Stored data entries
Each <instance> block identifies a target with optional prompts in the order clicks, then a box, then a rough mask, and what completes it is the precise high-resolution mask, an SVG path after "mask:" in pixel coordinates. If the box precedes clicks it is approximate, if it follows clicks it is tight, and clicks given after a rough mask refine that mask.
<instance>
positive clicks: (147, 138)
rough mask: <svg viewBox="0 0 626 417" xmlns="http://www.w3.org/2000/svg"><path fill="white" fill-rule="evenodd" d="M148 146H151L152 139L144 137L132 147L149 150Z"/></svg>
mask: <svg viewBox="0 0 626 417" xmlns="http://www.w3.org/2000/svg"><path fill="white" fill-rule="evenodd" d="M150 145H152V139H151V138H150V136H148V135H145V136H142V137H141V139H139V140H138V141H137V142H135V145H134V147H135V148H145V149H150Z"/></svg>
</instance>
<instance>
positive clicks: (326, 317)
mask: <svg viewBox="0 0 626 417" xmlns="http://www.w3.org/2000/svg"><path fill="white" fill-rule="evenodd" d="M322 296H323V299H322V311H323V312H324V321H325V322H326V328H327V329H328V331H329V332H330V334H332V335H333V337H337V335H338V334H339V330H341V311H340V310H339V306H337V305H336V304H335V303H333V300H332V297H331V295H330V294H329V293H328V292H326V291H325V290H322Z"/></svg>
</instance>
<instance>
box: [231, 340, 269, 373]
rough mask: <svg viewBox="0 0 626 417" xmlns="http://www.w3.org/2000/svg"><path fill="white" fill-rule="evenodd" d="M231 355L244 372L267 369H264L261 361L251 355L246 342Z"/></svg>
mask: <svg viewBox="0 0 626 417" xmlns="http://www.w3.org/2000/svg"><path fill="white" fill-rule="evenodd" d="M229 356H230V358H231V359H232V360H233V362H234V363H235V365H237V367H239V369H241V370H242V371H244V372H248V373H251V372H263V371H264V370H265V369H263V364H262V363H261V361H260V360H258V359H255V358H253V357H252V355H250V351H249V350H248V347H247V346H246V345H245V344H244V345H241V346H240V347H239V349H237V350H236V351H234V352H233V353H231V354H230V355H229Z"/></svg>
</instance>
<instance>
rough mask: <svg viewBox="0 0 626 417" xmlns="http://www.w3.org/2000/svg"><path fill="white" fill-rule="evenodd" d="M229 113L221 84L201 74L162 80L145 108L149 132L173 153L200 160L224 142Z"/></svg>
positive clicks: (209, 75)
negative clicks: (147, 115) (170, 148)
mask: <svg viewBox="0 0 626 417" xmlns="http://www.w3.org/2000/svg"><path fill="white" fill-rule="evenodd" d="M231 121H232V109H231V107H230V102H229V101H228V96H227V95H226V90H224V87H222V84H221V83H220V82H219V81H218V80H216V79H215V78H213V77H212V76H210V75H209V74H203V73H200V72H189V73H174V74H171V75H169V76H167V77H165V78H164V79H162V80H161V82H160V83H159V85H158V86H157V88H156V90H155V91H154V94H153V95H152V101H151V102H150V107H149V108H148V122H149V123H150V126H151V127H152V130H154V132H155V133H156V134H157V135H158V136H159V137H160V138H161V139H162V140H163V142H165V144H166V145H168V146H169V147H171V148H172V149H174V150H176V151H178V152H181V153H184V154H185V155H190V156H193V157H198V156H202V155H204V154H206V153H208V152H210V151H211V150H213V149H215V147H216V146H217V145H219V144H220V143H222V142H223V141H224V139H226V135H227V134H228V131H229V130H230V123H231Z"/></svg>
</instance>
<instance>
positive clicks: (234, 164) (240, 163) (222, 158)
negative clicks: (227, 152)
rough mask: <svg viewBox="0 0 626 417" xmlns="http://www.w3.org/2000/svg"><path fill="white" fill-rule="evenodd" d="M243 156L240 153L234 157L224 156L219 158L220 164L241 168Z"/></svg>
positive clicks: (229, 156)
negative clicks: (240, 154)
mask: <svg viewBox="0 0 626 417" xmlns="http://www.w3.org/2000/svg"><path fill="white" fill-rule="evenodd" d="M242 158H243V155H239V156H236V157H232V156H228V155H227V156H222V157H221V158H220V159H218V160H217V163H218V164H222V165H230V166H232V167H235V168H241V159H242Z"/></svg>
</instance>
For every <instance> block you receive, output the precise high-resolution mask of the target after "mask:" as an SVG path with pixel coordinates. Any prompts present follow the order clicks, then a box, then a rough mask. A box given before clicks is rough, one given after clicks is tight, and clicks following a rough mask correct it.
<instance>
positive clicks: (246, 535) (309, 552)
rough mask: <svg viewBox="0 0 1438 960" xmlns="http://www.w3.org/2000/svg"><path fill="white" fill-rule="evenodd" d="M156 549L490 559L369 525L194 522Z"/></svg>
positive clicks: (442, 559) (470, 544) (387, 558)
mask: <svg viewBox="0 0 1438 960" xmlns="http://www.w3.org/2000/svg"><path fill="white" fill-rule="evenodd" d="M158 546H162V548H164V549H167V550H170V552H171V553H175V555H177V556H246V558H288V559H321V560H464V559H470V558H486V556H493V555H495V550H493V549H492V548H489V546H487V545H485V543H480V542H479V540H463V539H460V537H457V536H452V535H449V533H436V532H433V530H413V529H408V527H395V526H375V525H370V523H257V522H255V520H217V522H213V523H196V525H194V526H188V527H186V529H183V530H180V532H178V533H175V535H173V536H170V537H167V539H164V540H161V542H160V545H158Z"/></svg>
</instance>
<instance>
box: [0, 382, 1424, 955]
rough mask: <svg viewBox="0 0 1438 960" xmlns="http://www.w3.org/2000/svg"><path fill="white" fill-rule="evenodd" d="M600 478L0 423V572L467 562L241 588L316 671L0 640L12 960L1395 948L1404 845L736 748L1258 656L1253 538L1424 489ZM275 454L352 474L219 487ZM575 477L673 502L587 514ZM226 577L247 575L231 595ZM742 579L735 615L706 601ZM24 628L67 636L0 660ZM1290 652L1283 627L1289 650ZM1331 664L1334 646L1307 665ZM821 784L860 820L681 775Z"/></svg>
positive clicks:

- Exercise goal: Every record above must be set down again, word for word.

- Result below:
Each <instance> block identifies a target with optional prompts in the order clicks, then a box, then a rough mask, and what completes it is the precise high-resolution mask, an SVG path after "mask:" in pixel coordinates. If the box precedes clicks it is approximate, if it follows clicks it is tight, and clicks given after a rough mask refine that mask.
<instance>
positive clicks: (147, 138)
rough mask: <svg viewBox="0 0 626 417" xmlns="http://www.w3.org/2000/svg"><path fill="white" fill-rule="evenodd" d="M148 146H151L152 139L144 137L132 147L149 150Z"/></svg>
mask: <svg viewBox="0 0 626 417" xmlns="http://www.w3.org/2000/svg"><path fill="white" fill-rule="evenodd" d="M150 145H152V139H151V138H150V136H148V135H145V136H142V137H141V139H139V140H138V141H137V142H135V145H134V147H135V148H145V149H150Z"/></svg>
</instance>
<instance>
positive clicks: (326, 317)
mask: <svg viewBox="0 0 626 417" xmlns="http://www.w3.org/2000/svg"><path fill="white" fill-rule="evenodd" d="M322 296H323V299H322V311H323V312H324V321H325V322H326V328H327V329H328V331H329V332H330V334H332V335H333V337H337V335H338V334H339V330H341V311H340V310H339V306H337V305H336V304H335V303H333V300H332V297H331V295H330V294H329V293H328V292H326V291H325V290H322Z"/></svg>
</instance>
<instance>
box: [231, 340, 269, 373]
rough mask: <svg viewBox="0 0 626 417" xmlns="http://www.w3.org/2000/svg"><path fill="white" fill-rule="evenodd" d="M231 355L244 372L267 369H264L261 361L251 355L246 342Z"/></svg>
mask: <svg viewBox="0 0 626 417" xmlns="http://www.w3.org/2000/svg"><path fill="white" fill-rule="evenodd" d="M229 356H230V358H231V359H232V360H233V362H234V363H235V365H237V367H239V369H241V370H242V371H244V372H248V373H251V372H263V371H264V370H265V369H263V364H262V363H261V361H260V360H258V359H255V358H253V357H252V355H250V351H249V350H248V347H247V346H246V345H245V344H244V345H241V346H240V347H239V349H237V350H236V351H234V352H233V353H231V354H230V355H229Z"/></svg>
</instance>
<instance>
rough mask: <svg viewBox="0 0 626 417" xmlns="http://www.w3.org/2000/svg"><path fill="white" fill-rule="evenodd" d="M229 113L221 84L201 74L162 80L145 108L149 132L173 153L200 160L224 142Z"/></svg>
positive clicks: (209, 75)
negative clicks: (147, 115) (170, 148)
mask: <svg viewBox="0 0 626 417" xmlns="http://www.w3.org/2000/svg"><path fill="white" fill-rule="evenodd" d="M231 121H232V109H231V107H230V102H229V101H228V96H227V95H226V90H224V87H222V84H221V83H220V82H219V81H218V80H216V79H215V78H213V77H212V76H210V75H209V74H203V73H200V72H189V73H174V74H171V75H169V76H167V77H165V78H164V79H162V80H161V82H160V83H159V85H158V86H157V88H156V90H155V91H154V94H153V95H152V101H151V102H150V107H149V108H148V122H149V123H150V126H151V127H152V130H154V132H155V133H156V134H157V135H158V136H159V137H160V138H161V139H162V140H163V142H165V144H166V145H168V146H169V147H171V148H172V149H174V150H176V151H178V152H181V153H184V154H185V155H190V156H193V157H198V156H202V155H204V154H206V153H208V152H210V151H211V150H213V149H215V147H216V146H217V145H219V144H220V143H222V142H223V141H224V139H226V135H227V134H228V131H229V130H230V123H231Z"/></svg>
</instance>
<instance>
positive clicks: (234, 164) (240, 163) (222, 158)
negative clicks: (227, 152)
rough mask: <svg viewBox="0 0 626 417" xmlns="http://www.w3.org/2000/svg"><path fill="white" fill-rule="evenodd" d="M243 156L240 153L234 157L224 156L219 158L220 164L241 168Z"/></svg>
positive clicks: (229, 156)
negative clicks: (240, 154)
mask: <svg viewBox="0 0 626 417" xmlns="http://www.w3.org/2000/svg"><path fill="white" fill-rule="evenodd" d="M242 158H243V155H239V156H236V157H232V156H228V155H227V156H222V157H221V158H220V159H218V160H217V163H218V164H222V165H230V166H232V167H235V168H241V159H242Z"/></svg>
</instance>
For every <instance> block you receive, output the precise high-resolution mask of the target after "mask:" as an SVG path with pixel coordinates. Any prompts present follow the order clicks, then a box, then a rough mask. A box given before clicks is rough, one given after clicks is tight, and clicks following a rough mask correct it.
<instance>
positive clicks: (246, 535) (309, 552)
rough mask: <svg viewBox="0 0 1438 960" xmlns="http://www.w3.org/2000/svg"><path fill="white" fill-rule="evenodd" d="M156 549L490 559L369 525L194 522Z"/></svg>
positive clicks: (442, 559) (470, 544) (387, 558)
mask: <svg viewBox="0 0 1438 960" xmlns="http://www.w3.org/2000/svg"><path fill="white" fill-rule="evenodd" d="M158 546H162V548H164V549H167V550H170V552H171V553H175V555H177V556H246V558H288V559H321V560H464V559H470V558H486V556H493V555H495V550H493V549H492V548H489V546H487V545H485V543H480V542H479V540H463V539H460V537H457V536H452V535H449V533H436V532H433V530H413V529H408V527H395V526H375V525H370V523H257V522H255V520H217V522H213V523H196V525H194V526H188V527H186V529H183V530H180V532H178V533H175V535H173V536H170V537H167V539H164V540H161V542H160V545H158Z"/></svg>
</instance>
<instance>
box: [0, 382, 1424, 955]
rough mask: <svg viewBox="0 0 1438 960" xmlns="http://www.w3.org/2000/svg"><path fill="white" fill-rule="evenodd" d="M600 478L0 423V572L467 562L241 588L316 671L0 640L12 960L1395 948L1404 845L736 748L1258 656L1253 538L1424 489ZM275 454L352 474L219 487ZM575 477L673 502L587 514ZM226 577L247 575L231 595ZM742 579L735 615L706 601ZM24 628L67 636L0 660ZM1290 652L1283 627L1289 650ZM1331 664L1334 646L1307 665ZM821 784L860 820L681 775Z"/></svg>
positive clicks:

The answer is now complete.